Tujuan Latihan:
Ubah catatan yang dimulai pada baris yang memuat "Indicate a point on each instance of the mountain slope" dan berakhir pada baris yang memuat "[(402, 379)]" menjadi CSV dua kolom bernama masukan dan keluaran, dengan satu baris untuk setiap teks beserta jawabannya. Tempatkan setiap nilai dalam satu kolom bertanda kutip dan ganti setiap jeda baris dengan spasi.

Daftar Catatan:

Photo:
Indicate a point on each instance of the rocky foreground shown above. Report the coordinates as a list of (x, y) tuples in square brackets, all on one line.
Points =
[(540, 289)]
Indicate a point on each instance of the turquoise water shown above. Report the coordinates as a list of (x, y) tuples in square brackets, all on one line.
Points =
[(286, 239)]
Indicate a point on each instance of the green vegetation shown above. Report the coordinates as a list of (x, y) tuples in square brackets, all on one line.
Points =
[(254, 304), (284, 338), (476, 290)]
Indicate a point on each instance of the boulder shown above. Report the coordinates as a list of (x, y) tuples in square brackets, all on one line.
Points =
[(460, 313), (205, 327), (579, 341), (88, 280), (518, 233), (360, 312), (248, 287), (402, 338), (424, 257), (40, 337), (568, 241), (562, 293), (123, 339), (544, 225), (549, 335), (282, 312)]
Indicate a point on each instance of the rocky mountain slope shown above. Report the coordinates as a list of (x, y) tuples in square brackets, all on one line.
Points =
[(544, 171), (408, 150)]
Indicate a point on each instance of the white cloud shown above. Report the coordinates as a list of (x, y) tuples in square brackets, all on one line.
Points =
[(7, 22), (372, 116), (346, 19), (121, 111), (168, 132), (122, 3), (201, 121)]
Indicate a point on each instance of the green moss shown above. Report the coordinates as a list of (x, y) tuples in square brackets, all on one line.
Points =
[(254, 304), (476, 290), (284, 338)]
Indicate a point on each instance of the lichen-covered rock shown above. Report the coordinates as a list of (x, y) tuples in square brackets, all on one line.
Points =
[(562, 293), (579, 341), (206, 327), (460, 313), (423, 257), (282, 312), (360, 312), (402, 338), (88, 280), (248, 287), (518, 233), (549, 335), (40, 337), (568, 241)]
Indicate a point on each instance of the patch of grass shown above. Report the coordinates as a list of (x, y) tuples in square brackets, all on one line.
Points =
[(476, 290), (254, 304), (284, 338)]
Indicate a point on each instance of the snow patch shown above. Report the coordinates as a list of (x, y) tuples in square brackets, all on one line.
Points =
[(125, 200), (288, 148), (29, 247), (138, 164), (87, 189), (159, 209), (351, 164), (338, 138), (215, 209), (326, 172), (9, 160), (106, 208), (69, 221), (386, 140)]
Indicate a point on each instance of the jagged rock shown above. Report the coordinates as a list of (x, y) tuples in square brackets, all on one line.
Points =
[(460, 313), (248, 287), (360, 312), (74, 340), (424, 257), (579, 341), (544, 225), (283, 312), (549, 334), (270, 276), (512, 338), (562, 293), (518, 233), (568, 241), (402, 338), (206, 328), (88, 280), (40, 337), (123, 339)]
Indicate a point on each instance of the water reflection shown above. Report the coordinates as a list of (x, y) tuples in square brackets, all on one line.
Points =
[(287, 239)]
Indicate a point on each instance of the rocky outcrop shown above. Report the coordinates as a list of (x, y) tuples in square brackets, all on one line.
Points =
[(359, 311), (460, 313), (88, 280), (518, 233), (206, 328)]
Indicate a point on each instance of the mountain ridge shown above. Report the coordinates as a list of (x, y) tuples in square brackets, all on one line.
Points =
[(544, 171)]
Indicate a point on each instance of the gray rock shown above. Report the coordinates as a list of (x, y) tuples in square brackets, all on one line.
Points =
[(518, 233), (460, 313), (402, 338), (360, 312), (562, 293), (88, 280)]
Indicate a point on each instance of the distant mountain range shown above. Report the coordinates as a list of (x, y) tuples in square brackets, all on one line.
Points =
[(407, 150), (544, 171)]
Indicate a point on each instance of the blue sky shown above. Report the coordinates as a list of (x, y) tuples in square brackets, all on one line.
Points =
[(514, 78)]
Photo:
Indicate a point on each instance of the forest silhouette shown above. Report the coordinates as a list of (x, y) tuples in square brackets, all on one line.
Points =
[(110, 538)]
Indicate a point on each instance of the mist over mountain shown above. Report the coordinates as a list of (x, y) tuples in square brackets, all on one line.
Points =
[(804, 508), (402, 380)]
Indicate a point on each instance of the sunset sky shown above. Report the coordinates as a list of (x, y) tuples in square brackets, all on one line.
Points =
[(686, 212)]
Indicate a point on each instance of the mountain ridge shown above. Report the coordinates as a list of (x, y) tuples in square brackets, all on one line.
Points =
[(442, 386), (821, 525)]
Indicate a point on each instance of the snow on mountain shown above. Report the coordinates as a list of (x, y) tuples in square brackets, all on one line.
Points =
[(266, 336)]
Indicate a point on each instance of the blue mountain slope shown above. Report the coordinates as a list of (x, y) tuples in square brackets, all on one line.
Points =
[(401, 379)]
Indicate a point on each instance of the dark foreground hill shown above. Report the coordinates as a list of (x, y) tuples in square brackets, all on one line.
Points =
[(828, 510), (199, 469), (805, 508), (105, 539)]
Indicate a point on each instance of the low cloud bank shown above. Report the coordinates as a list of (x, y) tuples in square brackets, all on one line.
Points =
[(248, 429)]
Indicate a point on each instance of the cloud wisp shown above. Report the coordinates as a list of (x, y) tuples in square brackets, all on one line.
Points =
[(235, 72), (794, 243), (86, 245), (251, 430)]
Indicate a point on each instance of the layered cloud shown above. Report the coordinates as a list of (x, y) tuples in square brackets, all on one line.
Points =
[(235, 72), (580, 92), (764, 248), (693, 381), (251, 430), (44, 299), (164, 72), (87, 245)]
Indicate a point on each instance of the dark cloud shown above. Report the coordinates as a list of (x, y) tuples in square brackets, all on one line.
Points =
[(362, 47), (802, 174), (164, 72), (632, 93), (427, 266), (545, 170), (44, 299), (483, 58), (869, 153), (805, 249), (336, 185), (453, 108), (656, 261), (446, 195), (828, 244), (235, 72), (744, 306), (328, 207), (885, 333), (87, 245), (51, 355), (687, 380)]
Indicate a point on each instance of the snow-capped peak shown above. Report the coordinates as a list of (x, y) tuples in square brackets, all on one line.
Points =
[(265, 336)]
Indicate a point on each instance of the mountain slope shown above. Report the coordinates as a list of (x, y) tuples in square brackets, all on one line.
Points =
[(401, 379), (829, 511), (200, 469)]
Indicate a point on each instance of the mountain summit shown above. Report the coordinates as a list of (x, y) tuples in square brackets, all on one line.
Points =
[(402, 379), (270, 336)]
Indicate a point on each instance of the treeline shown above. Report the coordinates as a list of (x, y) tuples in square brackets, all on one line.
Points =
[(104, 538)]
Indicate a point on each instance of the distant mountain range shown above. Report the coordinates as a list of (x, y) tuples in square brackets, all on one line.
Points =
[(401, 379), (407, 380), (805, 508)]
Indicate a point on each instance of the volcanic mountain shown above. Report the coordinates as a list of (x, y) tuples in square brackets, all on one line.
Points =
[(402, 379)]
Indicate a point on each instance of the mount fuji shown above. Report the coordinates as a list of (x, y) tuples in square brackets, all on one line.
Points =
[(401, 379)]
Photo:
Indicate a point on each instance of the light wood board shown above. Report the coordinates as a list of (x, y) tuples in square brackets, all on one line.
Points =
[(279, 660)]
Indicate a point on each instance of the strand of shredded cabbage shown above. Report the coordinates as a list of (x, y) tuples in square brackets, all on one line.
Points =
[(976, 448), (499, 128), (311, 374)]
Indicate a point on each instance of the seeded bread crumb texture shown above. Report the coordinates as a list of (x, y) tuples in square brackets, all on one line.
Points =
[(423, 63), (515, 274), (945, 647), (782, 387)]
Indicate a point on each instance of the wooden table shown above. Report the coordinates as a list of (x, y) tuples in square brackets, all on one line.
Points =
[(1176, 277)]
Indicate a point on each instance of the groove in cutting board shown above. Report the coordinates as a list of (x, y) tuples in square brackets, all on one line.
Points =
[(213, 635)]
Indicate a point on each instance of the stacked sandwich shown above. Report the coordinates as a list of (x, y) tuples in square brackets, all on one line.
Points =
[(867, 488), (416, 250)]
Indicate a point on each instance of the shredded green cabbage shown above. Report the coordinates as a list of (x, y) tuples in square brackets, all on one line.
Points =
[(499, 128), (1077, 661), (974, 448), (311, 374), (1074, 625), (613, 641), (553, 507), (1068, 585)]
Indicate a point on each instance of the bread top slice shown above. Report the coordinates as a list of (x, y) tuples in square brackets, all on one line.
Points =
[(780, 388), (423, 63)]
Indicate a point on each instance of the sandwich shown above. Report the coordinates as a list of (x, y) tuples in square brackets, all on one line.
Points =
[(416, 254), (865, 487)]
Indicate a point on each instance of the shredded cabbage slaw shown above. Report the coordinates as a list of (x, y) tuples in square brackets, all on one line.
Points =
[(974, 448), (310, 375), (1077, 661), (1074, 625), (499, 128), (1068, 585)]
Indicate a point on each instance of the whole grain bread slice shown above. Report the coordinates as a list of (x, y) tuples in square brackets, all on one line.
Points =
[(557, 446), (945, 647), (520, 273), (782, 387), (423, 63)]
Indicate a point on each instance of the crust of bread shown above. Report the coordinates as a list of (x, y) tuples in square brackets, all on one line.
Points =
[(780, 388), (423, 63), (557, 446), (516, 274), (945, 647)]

Jawaban Tugas:
masukan,keluaran
"Indicate a point on each instance of the mountain slope shown above. Report the coordinates as a list of (x, y) tuples in square brackets, all on one line. Points =","[(401, 379), (829, 511), (200, 469)]"
"Indicate a point on each instance of the mountain summit shown above. Report the coordinates as a list of (x, y) tuples in square brackets, all on one line. Points =","[(402, 379), (270, 336)]"
"Indicate a point on each instance of the treeline shown above. Report the coordinates as a list of (x, y) tuples in square brackets, all on one line. Points =","[(104, 538)]"
"Indicate a point on each instance of the distant mountain range shown above. Report the coordinates as a list of (x, y) tuples in square brackets, all on one line. Points =","[(401, 379), (407, 380), (805, 508)]"
"Indicate a point on each instance of the volcanic mountain shown above. Report the coordinates as a list of (x, y) tuples in square brackets, all on one line. Points =","[(402, 379)]"